(WHAT THE EXERCISE ASKS): Every line of the records below from the line with "negative clicks: (662, 628) (678, 643)" up to and including the line with "positive clicks: (631, 895)" must be reproduced exactly, and no line outside that range.

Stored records
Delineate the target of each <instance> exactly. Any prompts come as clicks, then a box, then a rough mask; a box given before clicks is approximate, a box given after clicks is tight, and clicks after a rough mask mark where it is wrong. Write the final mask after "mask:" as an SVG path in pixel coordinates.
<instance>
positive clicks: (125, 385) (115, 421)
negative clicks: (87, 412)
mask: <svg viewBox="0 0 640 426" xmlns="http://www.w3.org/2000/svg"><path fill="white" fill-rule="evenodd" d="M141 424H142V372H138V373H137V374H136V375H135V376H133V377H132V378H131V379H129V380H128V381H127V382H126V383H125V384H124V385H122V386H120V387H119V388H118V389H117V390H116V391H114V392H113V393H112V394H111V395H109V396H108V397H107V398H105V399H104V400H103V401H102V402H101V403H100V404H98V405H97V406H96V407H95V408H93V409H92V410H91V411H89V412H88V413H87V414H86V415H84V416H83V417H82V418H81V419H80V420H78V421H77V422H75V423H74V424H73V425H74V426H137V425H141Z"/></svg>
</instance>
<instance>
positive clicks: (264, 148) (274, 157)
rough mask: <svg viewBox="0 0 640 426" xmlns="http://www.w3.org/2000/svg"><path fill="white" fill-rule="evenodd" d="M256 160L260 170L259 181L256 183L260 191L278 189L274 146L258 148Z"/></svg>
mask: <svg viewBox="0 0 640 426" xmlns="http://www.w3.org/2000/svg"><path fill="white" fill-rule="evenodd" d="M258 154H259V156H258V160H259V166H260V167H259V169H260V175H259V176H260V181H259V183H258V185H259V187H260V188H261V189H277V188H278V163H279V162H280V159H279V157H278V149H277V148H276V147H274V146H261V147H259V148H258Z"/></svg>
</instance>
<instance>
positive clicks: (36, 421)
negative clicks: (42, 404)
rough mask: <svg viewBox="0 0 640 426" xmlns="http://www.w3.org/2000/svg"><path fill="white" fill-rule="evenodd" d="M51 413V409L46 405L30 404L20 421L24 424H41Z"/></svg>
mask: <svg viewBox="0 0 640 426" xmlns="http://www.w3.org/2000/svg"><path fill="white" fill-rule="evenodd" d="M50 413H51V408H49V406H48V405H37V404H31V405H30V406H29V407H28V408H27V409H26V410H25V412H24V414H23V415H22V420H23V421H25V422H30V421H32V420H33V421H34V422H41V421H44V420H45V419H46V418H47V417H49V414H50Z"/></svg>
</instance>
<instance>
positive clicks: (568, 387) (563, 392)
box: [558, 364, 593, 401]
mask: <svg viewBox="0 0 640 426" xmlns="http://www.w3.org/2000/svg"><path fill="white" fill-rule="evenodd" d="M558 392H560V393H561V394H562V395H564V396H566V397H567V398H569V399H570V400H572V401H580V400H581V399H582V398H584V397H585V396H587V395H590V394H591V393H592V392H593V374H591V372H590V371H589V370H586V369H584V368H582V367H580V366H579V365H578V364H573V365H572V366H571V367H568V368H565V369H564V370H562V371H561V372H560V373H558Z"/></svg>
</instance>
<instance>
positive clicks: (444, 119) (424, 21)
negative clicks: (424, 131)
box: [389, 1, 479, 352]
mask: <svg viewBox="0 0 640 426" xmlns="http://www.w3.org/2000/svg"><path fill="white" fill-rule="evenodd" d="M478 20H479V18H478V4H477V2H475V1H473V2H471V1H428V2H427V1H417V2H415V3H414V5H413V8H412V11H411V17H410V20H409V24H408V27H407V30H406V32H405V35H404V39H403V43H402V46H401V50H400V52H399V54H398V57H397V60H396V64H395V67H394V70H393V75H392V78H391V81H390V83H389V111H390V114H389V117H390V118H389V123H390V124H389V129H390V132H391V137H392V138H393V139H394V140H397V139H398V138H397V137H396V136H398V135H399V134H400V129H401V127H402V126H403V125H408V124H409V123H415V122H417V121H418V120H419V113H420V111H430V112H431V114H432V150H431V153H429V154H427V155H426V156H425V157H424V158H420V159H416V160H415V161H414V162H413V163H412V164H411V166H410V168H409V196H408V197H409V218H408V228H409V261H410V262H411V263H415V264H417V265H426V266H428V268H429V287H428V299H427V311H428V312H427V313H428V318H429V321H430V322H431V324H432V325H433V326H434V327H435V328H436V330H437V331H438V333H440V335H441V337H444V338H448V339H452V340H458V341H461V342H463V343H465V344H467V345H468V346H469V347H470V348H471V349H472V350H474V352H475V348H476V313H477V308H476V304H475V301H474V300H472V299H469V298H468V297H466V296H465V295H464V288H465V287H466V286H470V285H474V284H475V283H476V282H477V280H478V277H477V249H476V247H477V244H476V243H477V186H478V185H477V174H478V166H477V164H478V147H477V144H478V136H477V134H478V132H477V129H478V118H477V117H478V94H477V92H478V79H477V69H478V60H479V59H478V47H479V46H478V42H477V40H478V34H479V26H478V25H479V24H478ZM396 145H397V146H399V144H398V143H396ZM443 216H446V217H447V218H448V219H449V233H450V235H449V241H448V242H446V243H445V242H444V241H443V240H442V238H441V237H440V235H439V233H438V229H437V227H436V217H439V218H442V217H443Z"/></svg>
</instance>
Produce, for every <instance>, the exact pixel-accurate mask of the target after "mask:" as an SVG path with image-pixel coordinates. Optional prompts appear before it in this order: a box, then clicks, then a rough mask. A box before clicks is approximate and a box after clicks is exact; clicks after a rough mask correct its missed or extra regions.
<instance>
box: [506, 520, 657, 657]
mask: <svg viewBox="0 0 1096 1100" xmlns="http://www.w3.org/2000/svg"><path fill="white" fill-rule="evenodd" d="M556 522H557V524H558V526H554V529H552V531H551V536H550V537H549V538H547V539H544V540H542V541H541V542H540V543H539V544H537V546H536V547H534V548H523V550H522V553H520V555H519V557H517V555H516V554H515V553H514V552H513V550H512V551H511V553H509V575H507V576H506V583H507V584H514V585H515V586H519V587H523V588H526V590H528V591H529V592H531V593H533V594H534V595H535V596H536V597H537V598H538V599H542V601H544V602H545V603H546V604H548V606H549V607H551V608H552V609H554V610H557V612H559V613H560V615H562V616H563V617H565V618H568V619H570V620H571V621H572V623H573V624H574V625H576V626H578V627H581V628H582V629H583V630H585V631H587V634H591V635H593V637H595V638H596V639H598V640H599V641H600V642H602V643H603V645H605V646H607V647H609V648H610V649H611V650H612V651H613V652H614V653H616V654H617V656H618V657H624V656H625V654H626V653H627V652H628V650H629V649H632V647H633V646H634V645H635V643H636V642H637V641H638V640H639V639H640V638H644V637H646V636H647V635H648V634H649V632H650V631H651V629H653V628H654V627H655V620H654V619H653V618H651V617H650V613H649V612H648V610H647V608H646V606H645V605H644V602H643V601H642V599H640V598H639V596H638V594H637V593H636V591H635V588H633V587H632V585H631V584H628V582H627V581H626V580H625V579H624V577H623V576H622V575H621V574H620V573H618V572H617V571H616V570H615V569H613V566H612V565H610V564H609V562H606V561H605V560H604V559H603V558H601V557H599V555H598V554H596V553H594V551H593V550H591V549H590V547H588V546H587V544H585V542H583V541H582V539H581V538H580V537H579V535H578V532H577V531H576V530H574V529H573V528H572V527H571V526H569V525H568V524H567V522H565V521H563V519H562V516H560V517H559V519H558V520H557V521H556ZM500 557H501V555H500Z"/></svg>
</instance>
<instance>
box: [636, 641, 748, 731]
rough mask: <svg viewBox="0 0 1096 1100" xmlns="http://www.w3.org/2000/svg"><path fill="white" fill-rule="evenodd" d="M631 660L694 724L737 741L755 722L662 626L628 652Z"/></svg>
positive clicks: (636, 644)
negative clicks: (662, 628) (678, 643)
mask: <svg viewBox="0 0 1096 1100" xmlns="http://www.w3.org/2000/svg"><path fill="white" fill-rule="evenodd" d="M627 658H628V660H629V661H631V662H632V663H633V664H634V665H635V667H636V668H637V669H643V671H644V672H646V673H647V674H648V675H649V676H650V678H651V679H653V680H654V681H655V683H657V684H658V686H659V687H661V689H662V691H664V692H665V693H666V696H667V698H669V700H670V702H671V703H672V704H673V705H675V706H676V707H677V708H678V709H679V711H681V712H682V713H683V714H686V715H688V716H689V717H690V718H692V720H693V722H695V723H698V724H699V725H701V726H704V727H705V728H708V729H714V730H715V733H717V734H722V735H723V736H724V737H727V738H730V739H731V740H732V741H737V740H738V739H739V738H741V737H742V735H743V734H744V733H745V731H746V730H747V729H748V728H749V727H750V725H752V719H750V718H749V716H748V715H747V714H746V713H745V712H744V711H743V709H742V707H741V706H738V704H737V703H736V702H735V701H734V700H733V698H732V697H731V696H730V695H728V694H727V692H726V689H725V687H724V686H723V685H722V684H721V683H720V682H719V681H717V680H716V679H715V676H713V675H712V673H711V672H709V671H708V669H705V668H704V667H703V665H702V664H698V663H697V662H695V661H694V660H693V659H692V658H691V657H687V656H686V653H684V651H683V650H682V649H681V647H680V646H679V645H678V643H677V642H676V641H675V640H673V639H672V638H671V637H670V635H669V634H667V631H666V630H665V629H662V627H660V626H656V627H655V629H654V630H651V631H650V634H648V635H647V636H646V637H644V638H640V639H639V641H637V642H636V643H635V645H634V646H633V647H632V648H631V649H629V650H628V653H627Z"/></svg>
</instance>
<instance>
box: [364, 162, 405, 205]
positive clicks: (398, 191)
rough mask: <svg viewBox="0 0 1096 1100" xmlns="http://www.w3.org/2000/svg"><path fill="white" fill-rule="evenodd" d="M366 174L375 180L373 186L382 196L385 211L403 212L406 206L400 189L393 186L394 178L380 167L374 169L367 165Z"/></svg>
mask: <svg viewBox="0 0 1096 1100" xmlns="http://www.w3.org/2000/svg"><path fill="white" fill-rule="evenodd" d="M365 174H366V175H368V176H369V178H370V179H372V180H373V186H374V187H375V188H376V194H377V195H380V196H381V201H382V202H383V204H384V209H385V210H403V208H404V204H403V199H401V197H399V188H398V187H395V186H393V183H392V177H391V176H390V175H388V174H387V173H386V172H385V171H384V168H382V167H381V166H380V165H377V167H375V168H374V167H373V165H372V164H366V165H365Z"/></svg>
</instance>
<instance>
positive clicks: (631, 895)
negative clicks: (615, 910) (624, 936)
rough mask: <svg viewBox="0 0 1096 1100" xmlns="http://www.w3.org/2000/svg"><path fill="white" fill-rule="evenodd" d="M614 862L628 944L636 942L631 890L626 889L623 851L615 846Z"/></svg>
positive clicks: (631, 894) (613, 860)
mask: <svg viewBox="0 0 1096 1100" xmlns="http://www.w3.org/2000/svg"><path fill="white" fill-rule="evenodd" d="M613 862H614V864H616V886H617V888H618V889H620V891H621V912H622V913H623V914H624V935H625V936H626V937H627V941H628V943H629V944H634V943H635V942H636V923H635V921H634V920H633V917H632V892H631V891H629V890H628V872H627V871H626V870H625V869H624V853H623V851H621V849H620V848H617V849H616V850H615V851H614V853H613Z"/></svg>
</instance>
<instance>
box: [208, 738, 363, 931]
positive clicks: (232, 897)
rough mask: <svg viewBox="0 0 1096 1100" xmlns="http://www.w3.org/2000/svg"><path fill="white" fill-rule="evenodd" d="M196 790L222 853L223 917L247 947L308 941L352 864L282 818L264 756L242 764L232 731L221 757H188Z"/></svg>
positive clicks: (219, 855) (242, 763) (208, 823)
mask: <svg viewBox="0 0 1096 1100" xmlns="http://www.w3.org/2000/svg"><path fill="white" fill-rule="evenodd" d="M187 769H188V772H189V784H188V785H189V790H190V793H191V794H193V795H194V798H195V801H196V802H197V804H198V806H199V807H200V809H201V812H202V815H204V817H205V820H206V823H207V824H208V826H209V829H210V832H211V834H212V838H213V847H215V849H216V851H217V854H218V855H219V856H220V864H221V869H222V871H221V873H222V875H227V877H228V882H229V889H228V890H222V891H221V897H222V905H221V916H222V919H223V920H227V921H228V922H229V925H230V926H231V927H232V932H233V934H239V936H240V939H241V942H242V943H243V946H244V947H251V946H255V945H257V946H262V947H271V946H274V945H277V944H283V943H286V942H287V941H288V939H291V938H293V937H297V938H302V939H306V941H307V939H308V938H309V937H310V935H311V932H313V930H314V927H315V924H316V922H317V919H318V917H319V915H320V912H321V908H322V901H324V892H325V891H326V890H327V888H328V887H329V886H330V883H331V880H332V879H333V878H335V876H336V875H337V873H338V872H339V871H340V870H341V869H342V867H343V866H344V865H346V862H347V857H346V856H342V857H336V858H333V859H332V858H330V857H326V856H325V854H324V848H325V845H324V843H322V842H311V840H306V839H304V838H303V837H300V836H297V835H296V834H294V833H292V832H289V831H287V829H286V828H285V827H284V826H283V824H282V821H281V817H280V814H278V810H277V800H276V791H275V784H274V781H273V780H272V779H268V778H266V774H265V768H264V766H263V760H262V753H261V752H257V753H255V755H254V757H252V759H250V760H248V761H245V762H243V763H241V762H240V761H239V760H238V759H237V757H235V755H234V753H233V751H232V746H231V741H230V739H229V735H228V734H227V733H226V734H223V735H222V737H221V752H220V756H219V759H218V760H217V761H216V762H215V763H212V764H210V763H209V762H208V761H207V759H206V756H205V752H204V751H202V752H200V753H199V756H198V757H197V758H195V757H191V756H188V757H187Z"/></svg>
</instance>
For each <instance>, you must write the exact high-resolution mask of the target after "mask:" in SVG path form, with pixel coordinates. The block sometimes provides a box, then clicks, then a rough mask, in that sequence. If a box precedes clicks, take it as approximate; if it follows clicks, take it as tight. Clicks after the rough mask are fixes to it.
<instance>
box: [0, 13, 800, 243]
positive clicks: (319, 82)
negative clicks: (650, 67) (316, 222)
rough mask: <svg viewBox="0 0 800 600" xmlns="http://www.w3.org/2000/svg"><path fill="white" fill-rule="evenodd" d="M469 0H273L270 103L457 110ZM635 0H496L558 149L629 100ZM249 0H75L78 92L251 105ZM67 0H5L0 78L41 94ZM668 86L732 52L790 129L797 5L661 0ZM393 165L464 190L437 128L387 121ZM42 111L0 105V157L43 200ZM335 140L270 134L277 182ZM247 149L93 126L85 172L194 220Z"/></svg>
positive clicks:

(RESPONSE):
negative clicks: (662, 628) (678, 643)
mask: <svg viewBox="0 0 1096 1100" xmlns="http://www.w3.org/2000/svg"><path fill="white" fill-rule="evenodd" d="M627 658H628V660H629V661H631V662H632V663H633V664H634V665H635V667H636V668H637V669H643V671H644V672H646V673H647V674H648V675H649V676H650V678H651V679H653V680H654V681H655V683H657V684H658V686H659V687H661V689H662V691H664V692H665V693H666V696H667V698H669V700H670V702H671V703H672V704H673V705H675V706H676V707H677V708H678V709H679V711H681V712H682V713H683V714H686V715H688V716H689V717H690V718H692V720H693V722H695V723H698V724H699V725H701V726H704V727H705V728H708V729H714V730H715V733H717V734H722V735H723V736H724V737H727V738H730V739H731V740H732V741H737V740H738V739H739V738H741V737H742V735H743V734H744V733H745V731H746V730H747V729H748V728H749V727H750V725H752V719H750V718H749V716H748V715H747V714H746V713H745V712H744V711H743V709H742V707H741V706H738V704H737V703H736V702H735V701H734V700H733V698H732V697H731V696H730V695H728V694H727V692H726V689H725V687H724V686H723V685H722V684H721V683H720V682H719V681H717V680H716V679H715V676H713V675H712V673H711V672H709V671H708V669H705V668H704V667H703V665H702V664H698V663H697V662H695V661H694V660H693V659H692V658H691V657H687V656H686V653H684V651H683V650H682V649H681V647H680V646H679V645H678V643H677V642H676V641H675V640H673V639H672V638H671V637H670V635H669V634H667V631H666V630H665V629H662V627H660V626H656V627H655V629H654V630H651V631H650V634H648V635H647V636H646V637H644V638H640V639H639V641H637V642H636V643H635V645H634V646H633V647H632V648H631V649H629V650H628V653H627Z"/></svg>
</instance>
<instance>
box: [364, 162, 405, 205]
positive clicks: (398, 191)
rough mask: <svg viewBox="0 0 1096 1100" xmlns="http://www.w3.org/2000/svg"><path fill="white" fill-rule="evenodd" d="M366 174L375 180L373 186L382 196L385 211L403 212L406 206L400 189L393 186L394 178L380 167L374 169L367 165Z"/></svg>
mask: <svg viewBox="0 0 1096 1100" xmlns="http://www.w3.org/2000/svg"><path fill="white" fill-rule="evenodd" d="M365 174H366V175H368V176H369V178H370V179H372V180H373V186H374V187H375V188H376V194H377V195H380V196H381V201H382V202H383V204H384V209H385V210H403V208H404V204H403V199H401V197H399V188H398V187H395V186H393V183H392V177H391V176H390V175H388V174H387V173H386V172H385V171H384V168H382V167H381V166H380V165H377V167H375V168H374V167H373V165H372V164H366V165H365Z"/></svg>
</instance>
<instance>
positive clicks: (631, 895)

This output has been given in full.